WORK ORDER: According to the text below about raising emus at Triple A Farm, how many pounds of meat does each processed emu yield?

Emu are very rewarding to raise. A breeding pair produces between 20 and 50 offspring each year, most of whom survive. Basically, if after two weeks of hatching an emu chick has strong legs, it will mature into a healthy adult.
We keep breeding pairs in a barn apart from the chicks. Our research shows that the males, who are the nurturers, will lose interest in their mates if chicks are present. Plus, it’s important to keep the pairs quiet during the breeding season. The pairs each have their own pens , where we feed them a natural breeder/layer ration during the 6 month breeding season. For the rest of the year, we release the birds into two 20′ x 80′ runs lined with 6′ fences and feed them a natural maintenance feed.
At Triple A Farm, we raise the emu chicks in a 30′ x 60′ coverall building with four 30′ x 70′ runs outside. An economical shelter, coverall buildings consist of an insulated canvas stretched over steel tube frames. Here, the chicks have the choice of being inside and outside, and get lots of opportunity to exercise. However, during icy winter days, we keep them inside to protect them from injury.
Originally from Australia, emus are a flightless bird belonging to the Ratite family. They are docile, curious and non-aggressive toward people. At maturity, they weigh 130 pounds and stand 5-6′ tall.
We feed our emu chicks a special feed that has been prepared specially for us. It consists of 18-20% protein pellet mixed with crushed corn, wheat and soya bean.
At Triple A Farm, we feed all our livestock with natural feed. We add no hormones. As a small farm operation, we care about the quality of food we place on our table, and those of our customers.
Presently, Triple A Farm maintains six breeding pairs and approximately 50 growing emus. It takes 2 years before an emu is mature enough to breed and 18 to 24 months before it is ready for processing.
We also have facilities for custom hatching and boarding. For more information on purchasing emu livestock please use the contact form.
At Triple A Farm, we process our emu for meat and oil at 18 to 24 months of age. These chicks weigh approximately 130 pounds, and each emu yields 25 to 35 pounds of meat. We also render 10 pounds of fat from each bird, which is refined into emu oil. We use the hide, feathers and nails in our craft products, as well as the shell of any infertile eggs.

GIVEN ENTRIES:
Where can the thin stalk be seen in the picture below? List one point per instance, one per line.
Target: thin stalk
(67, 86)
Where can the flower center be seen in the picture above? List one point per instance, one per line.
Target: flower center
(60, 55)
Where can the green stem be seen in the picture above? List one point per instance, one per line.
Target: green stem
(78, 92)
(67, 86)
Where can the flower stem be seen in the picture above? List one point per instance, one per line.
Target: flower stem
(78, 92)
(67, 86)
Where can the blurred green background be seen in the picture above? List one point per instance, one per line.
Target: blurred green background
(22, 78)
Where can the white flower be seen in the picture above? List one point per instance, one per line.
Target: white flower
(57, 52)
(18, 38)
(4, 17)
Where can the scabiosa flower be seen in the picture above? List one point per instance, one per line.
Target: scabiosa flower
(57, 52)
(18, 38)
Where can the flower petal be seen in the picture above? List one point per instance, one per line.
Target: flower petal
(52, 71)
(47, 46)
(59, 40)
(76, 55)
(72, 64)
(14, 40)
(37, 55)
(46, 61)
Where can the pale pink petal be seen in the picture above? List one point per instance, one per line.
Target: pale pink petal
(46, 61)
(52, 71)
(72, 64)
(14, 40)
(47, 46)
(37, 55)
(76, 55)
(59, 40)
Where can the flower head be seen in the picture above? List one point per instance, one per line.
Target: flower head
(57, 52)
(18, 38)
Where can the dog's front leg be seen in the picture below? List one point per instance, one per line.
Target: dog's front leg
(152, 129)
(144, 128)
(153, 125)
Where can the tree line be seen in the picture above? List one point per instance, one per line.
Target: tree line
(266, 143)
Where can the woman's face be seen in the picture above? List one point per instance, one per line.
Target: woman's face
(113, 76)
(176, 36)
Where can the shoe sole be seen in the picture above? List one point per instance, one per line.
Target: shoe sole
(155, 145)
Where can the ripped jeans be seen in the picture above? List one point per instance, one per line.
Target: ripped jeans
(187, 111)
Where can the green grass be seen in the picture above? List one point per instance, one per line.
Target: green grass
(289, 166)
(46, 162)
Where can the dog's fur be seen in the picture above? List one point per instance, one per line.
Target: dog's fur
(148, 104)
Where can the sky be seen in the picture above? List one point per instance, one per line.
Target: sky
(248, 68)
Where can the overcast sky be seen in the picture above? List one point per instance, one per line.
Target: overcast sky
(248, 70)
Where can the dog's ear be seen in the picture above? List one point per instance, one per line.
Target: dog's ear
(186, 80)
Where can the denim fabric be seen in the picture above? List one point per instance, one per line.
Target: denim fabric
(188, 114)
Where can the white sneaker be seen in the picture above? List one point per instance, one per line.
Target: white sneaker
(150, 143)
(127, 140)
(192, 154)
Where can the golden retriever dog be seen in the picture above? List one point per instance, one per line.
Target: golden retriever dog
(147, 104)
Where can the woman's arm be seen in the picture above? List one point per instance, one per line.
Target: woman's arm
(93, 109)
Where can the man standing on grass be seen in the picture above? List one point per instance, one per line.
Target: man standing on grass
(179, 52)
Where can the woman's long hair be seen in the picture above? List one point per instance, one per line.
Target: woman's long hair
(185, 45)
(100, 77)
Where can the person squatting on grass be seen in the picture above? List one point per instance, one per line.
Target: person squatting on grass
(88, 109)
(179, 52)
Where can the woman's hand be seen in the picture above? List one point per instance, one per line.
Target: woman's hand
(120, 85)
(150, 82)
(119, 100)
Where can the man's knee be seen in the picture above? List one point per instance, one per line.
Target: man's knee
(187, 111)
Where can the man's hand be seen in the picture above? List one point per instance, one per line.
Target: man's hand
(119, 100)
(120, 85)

FINISHED EXERCISE: Each emu yields 25 to 35 pounds of meat.